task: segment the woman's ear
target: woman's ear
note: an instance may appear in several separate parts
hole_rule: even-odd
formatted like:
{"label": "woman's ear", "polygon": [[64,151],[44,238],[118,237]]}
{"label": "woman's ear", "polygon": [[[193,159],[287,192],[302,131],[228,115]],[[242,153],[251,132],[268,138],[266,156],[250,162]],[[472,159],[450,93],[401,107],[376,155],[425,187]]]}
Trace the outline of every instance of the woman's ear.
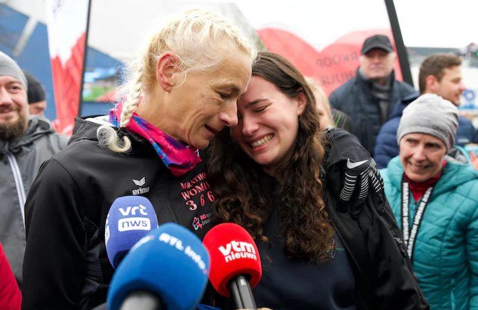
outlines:
{"label": "woman's ear", "polygon": [[297,116],[300,116],[302,115],[303,113],[304,113],[304,111],[305,110],[305,107],[307,105],[307,96],[305,96],[305,94],[304,94],[303,92],[300,91],[298,93],[298,95],[295,98],[296,100],[297,101]]}
{"label": "woman's ear", "polygon": [[180,70],[181,60],[179,56],[172,52],[162,53],[156,63],[156,80],[161,88],[166,92],[170,92],[175,84],[175,78]]}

To be done: Please rescale the entries above: write out every line again, requests included, multiplying each outline coordinate in the answers by 1.1 and rounding to whole numbers, with halves rounded up. Leave the format samples and request lines unchanged, and omit the pictures.

The solution:
task: segment the woman's ear
target: woman's ear
note: an instance may appear in several separate parts
hole_rule: even-odd
formatted like:
{"label": "woman's ear", "polygon": [[64,151],[44,238],[118,237]]}
{"label": "woman's ear", "polygon": [[[193,159],[287,192],[302,131],[228,115]],[[242,153],[251,132],[268,138],[266,156],[250,162]],[[472,159],[450,93],[401,107],[376,155],[425,187]]]}
Trace the outline of every instance of the woman's ear.
outlines:
{"label": "woman's ear", "polygon": [[327,128],[330,128],[332,127],[333,124],[334,124],[334,122],[336,121],[336,118],[338,116],[338,106],[336,106],[336,103],[334,103],[333,101],[330,100],[328,102],[328,105],[325,108],[326,110],[327,111]]}
{"label": "woman's ear", "polygon": [[198,77],[199,66],[197,62],[189,57],[178,58],[172,69],[172,88],[177,97],[183,101],[187,101],[193,92],[193,86]]}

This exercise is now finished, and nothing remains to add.